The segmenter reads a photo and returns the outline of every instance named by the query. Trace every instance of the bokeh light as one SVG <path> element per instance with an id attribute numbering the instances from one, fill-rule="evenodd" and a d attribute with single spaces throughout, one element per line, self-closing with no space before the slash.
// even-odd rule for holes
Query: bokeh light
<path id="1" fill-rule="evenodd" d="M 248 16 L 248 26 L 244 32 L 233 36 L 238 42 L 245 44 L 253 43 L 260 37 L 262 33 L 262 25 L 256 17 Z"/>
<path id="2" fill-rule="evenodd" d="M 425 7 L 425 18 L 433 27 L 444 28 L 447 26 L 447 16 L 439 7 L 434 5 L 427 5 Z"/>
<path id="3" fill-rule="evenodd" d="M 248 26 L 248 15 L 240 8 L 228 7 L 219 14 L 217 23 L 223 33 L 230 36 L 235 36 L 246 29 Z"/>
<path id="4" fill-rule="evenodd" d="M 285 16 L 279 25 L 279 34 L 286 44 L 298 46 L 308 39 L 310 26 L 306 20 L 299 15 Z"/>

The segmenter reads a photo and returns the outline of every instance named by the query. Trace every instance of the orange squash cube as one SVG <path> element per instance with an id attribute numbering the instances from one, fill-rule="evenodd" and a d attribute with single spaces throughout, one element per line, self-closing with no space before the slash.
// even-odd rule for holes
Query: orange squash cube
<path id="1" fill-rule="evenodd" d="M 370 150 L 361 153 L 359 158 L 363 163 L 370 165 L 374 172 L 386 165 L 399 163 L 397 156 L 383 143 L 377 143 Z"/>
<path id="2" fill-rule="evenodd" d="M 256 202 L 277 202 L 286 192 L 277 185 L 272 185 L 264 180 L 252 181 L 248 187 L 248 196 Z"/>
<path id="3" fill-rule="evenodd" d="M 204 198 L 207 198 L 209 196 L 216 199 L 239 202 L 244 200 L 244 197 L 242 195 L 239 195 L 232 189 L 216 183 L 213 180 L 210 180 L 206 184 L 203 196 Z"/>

***

Print every one of the entries above again, unchanged and character for character.

== THE REPLY ==
The segmenter reads a photo and returns the outline of every instance named by the query. Trace every instance of the bokeh light as one SVG <path> element per instance with an id attribute numbering the instances from one, fill-rule="evenodd" and a d attribute with single spaces throughout, one element per line, self-closing with no space before the slash.
// even-odd rule for holes
Query: bokeh light
<path id="1" fill-rule="evenodd" d="M 248 16 L 248 26 L 244 32 L 233 36 L 238 42 L 245 44 L 253 43 L 260 37 L 262 33 L 262 25 L 256 17 Z"/>
<path id="2" fill-rule="evenodd" d="M 425 7 L 425 18 L 433 27 L 444 28 L 447 26 L 447 16 L 439 7 L 434 5 L 427 5 Z"/>
<path id="3" fill-rule="evenodd" d="M 248 26 L 248 15 L 240 8 L 228 7 L 219 14 L 217 23 L 223 33 L 230 36 L 235 36 L 246 29 Z"/>
<path id="4" fill-rule="evenodd" d="M 285 16 L 279 25 L 279 34 L 286 44 L 298 46 L 308 39 L 310 26 L 306 20 L 299 15 Z"/>

The segmenter reads a photo and returns the outline of every instance named by the query. Trace every instance of the orange squash cube as one SVG <path> element per instance with an id attribute numbering the instances from one, fill-rule="evenodd" and a d attribute with single spaces throughout, one element per line, self-closing with no space before the slash.
// even-odd rule for holes
Query: orange squash cube
<path id="1" fill-rule="evenodd" d="M 370 150 L 361 153 L 359 158 L 363 163 L 370 165 L 374 172 L 386 165 L 399 163 L 397 156 L 383 143 L 377 143 Z"/>
<path id="2" fill-rule="evenodd" d="M 256 202 L 277 202 L 286 192 L 277 185 L 272 185 L 264 180 L 252 181 L 248 187 L 248 196 Z"/>
<path id="3" fill-rule="evenodd" d="M 204 198 L 207 198 L 209 196 L 216 199 L 239 202 L 244 200 L 244 197 L 242 195 L 239 195 L 232 189 L 216 183 L 213 180 L 210 180 L 206 184 L 203 196 Z"/>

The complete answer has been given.